■ Exercise directions: Please count the lines in the records below that contain the word "bare" and reply with that number only.

■ Items:
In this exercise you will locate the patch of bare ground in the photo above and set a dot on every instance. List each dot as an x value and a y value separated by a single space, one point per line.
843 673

--

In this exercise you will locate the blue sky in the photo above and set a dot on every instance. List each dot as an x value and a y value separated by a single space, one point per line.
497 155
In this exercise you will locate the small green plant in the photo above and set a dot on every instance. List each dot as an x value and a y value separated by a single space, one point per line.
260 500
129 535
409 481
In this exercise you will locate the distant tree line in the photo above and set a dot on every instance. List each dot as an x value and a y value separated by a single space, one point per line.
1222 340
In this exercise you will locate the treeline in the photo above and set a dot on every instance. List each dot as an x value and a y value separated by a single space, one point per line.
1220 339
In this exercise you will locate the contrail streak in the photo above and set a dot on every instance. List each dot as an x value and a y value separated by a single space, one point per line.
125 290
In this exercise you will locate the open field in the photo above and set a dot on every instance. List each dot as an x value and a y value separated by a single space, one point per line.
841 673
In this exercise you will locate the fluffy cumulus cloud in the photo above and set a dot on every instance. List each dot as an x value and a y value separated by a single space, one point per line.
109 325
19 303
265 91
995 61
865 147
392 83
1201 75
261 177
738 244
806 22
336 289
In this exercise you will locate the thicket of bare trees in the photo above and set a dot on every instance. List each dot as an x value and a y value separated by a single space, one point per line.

---

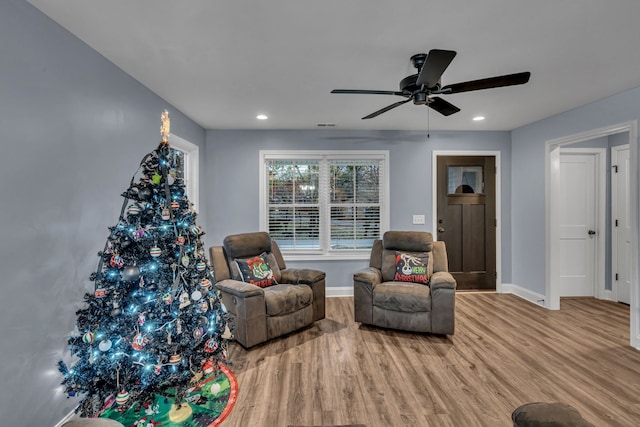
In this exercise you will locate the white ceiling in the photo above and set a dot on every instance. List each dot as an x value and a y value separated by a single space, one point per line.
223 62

■ Finished answer: 2